***** Extrait du texte *****
Des îles de la mer Egée à l'île inaccessible, la montagne plutôt, qu'habitent les Immortels, c'est à un match entre les dieux et les hommes que nous convie Hubert ; lui qui nous avait plutôt habitués à des humains bien ordinaires perdus dans la tempête de leurs propres conflits (cf. Scènes de guerre civile).
On peut penser à Zelazny, comme le suggère le « prière d'insérer », on peut se laisser entraîner par l'ambiance méditerranéenne pour évoquer les dieux de l'Olympe. Pourtant ces nouveaux dieux que sont les Immortels portent bien souvent des noms à consonance germanique (Glauber, « le croyant », Lieb-Geist, « aime l'esprit », Schuttel, « la secousse ») qui correspondent de près à leurs rôles. (Seule trace ici de l'alsacianité de Hubert.) Quant aux orages que manient lesdits immortels, il s'agit en fait de tremblements de terre — menace beaucoup plus substantielle contre les entreprises de la « petite humanité », comme ils disent. Je m'étonne que la SF traditionnelle n'ait pas eu plus tôt l'idée d'user des séismes ; depuis les interrogations du Siècle des Lumières sur la destruction de Lisbonne, le thème était, sinon dans l'air, du moins dans le sol !
S'il y a une « petite » humanité, c'est qu'il y en a une grande, et les Immortels ne sont pas moins humains que leurs sujets. Nous voici de retour à la vraie source du mal, l'humanité elle-même et ses rêves de pouvoir absolu : et leurs conséquences en termes de mal absolu, puisque tout ce que ces nouveaux dieux semblent capables de faire pour leur cheptel humain est de raser ses cités afin de mettre en place un ordre nouveau ne connaissant plus les individus que comme outils — plus précisément des « chevaux », supports physiques pour la possession mentale par l'un ou l'autre des Immortels.
***** Données extraites *****
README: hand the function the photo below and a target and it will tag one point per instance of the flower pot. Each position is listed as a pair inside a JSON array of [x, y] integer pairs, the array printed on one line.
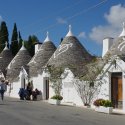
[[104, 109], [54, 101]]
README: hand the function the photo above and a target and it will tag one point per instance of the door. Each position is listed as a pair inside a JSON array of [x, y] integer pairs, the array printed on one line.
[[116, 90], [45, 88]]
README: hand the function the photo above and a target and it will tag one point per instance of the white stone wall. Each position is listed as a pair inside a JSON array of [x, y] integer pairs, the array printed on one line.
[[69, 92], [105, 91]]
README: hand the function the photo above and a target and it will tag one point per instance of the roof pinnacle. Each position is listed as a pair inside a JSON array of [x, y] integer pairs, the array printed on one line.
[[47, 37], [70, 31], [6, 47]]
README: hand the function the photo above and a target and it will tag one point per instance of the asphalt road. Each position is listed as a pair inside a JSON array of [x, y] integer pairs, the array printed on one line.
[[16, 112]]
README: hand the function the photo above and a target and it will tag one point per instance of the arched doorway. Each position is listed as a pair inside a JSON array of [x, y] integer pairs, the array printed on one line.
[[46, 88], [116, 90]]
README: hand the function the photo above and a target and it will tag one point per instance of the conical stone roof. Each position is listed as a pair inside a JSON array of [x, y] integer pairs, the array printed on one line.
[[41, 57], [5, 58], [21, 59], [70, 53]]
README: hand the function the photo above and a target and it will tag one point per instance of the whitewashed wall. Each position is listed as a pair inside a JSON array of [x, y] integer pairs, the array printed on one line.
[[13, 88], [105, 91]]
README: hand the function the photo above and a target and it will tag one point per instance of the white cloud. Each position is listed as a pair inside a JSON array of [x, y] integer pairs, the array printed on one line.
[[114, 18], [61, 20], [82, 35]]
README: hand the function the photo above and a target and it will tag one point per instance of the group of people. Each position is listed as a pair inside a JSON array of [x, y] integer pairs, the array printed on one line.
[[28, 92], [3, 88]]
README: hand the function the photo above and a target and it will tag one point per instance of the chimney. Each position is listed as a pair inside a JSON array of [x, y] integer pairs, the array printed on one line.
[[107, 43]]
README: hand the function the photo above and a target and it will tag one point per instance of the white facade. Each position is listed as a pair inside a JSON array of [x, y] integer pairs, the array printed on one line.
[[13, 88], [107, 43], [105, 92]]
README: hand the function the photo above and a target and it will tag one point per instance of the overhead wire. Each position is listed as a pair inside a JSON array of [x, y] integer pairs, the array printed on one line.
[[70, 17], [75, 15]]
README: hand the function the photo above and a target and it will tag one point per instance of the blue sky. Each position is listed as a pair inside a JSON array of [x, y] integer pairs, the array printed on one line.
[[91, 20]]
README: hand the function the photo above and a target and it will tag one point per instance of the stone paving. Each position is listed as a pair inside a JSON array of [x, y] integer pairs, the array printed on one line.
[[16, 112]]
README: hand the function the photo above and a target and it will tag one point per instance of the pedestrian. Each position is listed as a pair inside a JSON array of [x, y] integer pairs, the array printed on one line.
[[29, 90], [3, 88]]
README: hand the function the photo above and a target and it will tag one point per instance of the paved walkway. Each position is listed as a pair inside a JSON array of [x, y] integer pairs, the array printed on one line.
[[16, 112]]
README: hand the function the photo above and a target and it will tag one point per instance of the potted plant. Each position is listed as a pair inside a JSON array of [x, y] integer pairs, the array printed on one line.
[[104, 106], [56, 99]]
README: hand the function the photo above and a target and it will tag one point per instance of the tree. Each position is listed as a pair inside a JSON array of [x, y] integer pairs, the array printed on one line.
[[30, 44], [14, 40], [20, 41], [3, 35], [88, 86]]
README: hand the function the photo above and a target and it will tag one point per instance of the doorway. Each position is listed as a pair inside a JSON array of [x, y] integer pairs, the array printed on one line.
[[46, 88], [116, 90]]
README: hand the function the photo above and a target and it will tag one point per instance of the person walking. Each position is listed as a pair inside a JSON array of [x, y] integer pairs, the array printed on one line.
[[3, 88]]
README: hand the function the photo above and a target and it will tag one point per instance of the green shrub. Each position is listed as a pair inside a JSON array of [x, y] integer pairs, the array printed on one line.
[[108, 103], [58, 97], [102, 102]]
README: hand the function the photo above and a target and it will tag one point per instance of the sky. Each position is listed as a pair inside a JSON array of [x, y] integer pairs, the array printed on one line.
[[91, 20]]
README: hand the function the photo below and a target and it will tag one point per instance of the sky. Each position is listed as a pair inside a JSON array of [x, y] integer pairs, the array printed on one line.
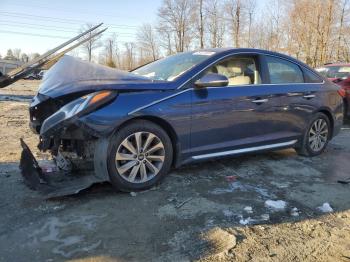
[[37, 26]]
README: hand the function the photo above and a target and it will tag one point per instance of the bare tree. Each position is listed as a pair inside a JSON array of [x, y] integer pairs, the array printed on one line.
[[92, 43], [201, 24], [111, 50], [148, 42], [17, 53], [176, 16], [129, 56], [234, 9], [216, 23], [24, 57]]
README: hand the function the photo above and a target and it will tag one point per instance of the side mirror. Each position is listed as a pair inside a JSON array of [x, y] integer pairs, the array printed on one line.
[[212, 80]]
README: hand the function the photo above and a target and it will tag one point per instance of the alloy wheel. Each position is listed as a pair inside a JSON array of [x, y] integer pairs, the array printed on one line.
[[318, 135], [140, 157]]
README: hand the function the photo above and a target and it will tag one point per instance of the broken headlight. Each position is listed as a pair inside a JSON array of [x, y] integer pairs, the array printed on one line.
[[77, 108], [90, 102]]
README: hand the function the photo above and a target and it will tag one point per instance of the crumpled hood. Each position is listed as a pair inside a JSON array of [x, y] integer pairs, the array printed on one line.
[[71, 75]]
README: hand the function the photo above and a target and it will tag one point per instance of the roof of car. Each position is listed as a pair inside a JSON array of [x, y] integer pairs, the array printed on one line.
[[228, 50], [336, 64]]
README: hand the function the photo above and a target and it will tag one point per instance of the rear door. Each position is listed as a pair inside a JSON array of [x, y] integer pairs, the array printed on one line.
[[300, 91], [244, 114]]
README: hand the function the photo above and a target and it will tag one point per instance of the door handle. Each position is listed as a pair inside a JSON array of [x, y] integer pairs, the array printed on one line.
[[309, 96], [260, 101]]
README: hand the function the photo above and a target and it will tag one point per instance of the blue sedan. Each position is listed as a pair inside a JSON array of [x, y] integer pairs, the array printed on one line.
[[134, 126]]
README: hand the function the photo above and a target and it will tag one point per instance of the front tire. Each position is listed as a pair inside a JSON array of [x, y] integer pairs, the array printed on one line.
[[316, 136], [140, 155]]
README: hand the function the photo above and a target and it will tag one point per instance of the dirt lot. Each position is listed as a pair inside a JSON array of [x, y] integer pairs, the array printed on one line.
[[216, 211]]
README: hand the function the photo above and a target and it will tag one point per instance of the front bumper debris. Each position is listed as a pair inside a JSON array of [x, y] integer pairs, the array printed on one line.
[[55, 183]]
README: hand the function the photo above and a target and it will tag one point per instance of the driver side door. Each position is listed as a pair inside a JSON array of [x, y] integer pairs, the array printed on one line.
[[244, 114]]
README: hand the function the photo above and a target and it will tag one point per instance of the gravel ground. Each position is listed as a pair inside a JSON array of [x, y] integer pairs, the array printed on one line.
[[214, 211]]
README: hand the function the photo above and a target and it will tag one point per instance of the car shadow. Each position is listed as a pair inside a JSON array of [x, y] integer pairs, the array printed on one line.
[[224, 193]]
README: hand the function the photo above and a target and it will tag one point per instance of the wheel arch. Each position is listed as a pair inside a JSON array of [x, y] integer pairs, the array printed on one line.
*****
◆ **Objectif de la tâche**
Recopiez le passage de la critique qui débute aux mots « Des îles de » et s'arrête après « de guerre civile). », en remplaçant « tempête » par « tourmente ».

◆ **Corrigé de l'exercice**
Des îles de la mer Egée à l'île inaccessible, la montagne plutôt, qu'habitent les Immortels, c'est à un match entre les dieux et les hommes que nous convie Hubert ; lui qui nous avait plutôt habitués à des humains bien ordinaires perdus dans la tourmente de leurs propres conflits (cf. Scènes de guerre civile).